◆ **EXERCISE REQUIREMENTS**:
- a) From the blog post about going without makeup, list each activity the writer says she has spent more time doing.
- b) Write the next part of the blog post about going without makeup, picking up after its final sentence.

◆ **DOCUMENT SECTION**:

──────────────────────────────

Sunday, November 2, 2014

You Don't Have to Try So Hard

As a follow-up to my last post, I have not been trying so hard.

Aside from the wedding I went to, I have not worn any makeup other than eye liner and mascara in three weeks.

If I'm being honest, I miss the compliments.

But I like the time I spend thinking more about God or about school in the mornings.

I won't say this is because I haven't been wearing makeup, but doors have been opening up for me. I know at least one of those doors opened because I was discussing my return to my natural state with someone.

I've spent more time writing, more time working out, more time journaling.



This photo was taken today while I was working on a project with a friend. Before I left my house (15 minutes late), I thought about putting on a whole face of makeup, but decided it was unnecessary.  I guess I knew in my gut that we would take photos.  When my friend starting taking candids of me while I was writing, I said, "If I'd known you wanted to take pics, I'd have been cuter." He said "You don't have to be cute to make history."  I'd have preferred he say, "You're cute enough already." But, what he did say is true.  I also know I will look back in twenty years and either think "I should have fixed my hair and worn makeup" or think "That was when I stopped caring so much about my outward appearance. I cared more about what I was doing than how I looked doing it."

──────────────────────────────

◆ **COLLECTED MATERIAL**:
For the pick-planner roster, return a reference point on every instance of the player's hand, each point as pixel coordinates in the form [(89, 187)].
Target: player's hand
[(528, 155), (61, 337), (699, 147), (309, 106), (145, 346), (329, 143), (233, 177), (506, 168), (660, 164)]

──────────────────────────────

◆ **RESULTS**:
- a) writing, working out, journaling

- b)
For this perspective and for a huge spiritual step in the right direction, I thank my friend Maria Atkinson who beautifully walks around Haiti wearing no makeup, hair sometimes in dreadlocks or cornrows, and sometimes in a pixie cut, loving people to life. You are beautiful.  If people begin to be able to look at me and see anything like what I see when I look at you then I will consider myself a success.

My conclusion is that Colbie was right: you don't have to try so hard. You definitely don't have to give it all away.
She was also wrong, because there are some things you should try at, some things you should let break you.  I've decided to try and walk a few miles a few times a week, and do yoga on the off days if not every day.  I've decided to try and eat only food that will nourish me.  In fact, my mom and I are doing a 5-Day Reset with Shaklee starting tomorrow. Then extreme clean eating until Thanksgiving when I'll assess my progress.

I think what I really learned is that you have to try at the right things. And the real message is that you don't have to fit into someone else's mold.  I don't have to be a glamor girl.  I genuinely like pretty and pink and sparkles and fashion, but I like them better when I'm healthier.  Until I'm healthy, it's like dressing up a garbage can. That doesn't make much sense.
Thank you for the burst of inspiration today from Carlie, @RegularGirlFitness (on Instagram), also.

And I need to remain focused on the spiritual, the eternal, also. If I was there, and we talked, and we prayed, and we felt God together, does it matter how I looked?  I think, not really.

"Do you like you?"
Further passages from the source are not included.